All lines containing the string "below" must be copied from the entries.

*** RECORDS SUPPLIED Section Begins ***

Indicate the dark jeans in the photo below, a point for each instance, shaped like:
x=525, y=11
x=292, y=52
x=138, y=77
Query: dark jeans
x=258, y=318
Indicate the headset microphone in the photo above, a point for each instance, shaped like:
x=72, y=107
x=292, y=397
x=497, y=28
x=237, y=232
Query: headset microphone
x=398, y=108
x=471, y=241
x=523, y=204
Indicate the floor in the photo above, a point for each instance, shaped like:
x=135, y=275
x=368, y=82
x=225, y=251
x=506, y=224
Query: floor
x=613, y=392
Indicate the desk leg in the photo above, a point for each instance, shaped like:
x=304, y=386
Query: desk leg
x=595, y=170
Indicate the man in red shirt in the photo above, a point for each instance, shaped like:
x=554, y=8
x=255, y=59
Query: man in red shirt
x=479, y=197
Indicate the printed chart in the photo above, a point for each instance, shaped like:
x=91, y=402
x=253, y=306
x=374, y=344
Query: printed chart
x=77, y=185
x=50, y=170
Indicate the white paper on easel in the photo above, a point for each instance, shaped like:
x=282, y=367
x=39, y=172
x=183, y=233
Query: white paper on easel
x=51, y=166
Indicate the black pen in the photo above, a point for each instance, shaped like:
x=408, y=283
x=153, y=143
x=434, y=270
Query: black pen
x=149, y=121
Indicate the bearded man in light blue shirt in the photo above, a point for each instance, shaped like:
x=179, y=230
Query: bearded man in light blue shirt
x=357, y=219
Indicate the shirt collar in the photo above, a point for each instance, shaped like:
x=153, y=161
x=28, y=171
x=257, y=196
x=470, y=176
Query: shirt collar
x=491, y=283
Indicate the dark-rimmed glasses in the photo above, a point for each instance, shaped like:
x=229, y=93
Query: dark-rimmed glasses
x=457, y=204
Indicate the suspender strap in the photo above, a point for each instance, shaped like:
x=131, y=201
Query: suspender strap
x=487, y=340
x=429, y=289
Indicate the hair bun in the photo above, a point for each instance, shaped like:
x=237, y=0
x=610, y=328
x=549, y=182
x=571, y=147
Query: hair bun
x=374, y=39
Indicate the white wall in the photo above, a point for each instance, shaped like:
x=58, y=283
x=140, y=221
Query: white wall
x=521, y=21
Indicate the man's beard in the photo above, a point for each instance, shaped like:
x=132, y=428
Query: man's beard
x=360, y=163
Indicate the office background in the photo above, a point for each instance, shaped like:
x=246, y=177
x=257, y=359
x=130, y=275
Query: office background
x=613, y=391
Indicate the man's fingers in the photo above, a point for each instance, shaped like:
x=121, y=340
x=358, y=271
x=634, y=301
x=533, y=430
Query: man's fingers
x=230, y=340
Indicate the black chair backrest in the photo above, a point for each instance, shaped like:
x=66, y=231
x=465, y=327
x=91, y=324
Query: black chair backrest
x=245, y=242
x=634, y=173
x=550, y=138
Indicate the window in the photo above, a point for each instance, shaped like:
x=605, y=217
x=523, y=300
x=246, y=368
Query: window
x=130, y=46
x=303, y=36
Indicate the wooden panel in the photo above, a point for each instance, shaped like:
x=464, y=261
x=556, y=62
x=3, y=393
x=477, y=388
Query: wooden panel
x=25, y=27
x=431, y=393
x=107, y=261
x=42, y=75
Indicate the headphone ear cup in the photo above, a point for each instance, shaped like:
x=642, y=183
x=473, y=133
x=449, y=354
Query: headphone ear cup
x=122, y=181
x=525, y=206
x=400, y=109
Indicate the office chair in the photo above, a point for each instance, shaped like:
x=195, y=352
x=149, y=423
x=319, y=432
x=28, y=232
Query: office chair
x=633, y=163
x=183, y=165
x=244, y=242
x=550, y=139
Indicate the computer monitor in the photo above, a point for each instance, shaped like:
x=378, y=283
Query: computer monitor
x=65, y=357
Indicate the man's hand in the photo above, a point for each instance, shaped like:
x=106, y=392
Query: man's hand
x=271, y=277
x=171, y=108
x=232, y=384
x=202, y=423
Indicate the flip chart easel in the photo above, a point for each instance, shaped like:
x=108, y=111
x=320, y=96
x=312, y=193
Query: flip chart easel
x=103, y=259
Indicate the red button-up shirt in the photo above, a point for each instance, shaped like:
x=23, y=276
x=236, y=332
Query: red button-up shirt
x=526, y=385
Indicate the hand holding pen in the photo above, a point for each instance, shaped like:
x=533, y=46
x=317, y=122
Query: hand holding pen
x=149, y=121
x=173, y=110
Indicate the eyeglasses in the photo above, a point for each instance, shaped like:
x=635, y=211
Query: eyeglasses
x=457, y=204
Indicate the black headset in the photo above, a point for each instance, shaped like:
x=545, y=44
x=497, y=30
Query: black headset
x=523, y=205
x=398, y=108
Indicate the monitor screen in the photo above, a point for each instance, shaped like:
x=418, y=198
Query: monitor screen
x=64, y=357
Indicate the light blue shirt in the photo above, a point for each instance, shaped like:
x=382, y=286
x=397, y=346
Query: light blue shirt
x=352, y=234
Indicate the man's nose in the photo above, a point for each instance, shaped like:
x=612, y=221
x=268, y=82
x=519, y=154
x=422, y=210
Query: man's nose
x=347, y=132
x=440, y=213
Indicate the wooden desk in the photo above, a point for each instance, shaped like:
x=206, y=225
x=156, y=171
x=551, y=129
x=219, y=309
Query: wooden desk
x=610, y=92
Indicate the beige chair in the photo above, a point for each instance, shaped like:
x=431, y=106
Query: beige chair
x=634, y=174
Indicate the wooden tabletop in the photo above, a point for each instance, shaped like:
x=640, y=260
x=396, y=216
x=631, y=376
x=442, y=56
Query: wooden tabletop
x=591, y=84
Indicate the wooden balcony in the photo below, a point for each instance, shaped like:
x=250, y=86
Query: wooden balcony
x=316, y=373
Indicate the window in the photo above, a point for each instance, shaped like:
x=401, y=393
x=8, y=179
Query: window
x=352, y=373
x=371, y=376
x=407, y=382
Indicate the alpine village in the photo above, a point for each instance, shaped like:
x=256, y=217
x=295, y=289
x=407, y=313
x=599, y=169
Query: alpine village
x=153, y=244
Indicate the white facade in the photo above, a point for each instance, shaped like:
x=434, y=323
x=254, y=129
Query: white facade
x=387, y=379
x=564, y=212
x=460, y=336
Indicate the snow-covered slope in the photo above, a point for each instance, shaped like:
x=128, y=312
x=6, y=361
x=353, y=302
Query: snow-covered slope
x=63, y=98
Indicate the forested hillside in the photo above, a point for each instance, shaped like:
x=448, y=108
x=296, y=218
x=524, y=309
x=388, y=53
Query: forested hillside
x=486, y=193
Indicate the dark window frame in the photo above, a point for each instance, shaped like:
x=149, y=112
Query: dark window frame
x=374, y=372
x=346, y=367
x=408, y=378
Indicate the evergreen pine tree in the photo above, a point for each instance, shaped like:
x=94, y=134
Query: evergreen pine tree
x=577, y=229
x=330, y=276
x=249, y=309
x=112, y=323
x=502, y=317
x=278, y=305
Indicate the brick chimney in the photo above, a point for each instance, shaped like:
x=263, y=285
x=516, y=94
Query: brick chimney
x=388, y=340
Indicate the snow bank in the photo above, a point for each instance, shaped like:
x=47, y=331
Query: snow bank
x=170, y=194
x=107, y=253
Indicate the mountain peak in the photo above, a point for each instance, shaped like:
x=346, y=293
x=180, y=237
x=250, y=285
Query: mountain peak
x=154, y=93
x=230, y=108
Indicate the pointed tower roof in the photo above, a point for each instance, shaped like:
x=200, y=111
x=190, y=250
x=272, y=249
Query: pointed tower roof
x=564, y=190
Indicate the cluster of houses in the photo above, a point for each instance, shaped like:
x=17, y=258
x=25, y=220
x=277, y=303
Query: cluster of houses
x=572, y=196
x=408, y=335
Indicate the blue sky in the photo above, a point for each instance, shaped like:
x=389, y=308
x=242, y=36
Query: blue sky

*** RECORDS SUPPLIED Section Ends ***

RESULT OF THIS EXERCISE
Indicate the dark jeans in the photo below, a point for each instance, shaped like:
Indicate the wooden balcony in the photo below, a point for each instance, shaped like:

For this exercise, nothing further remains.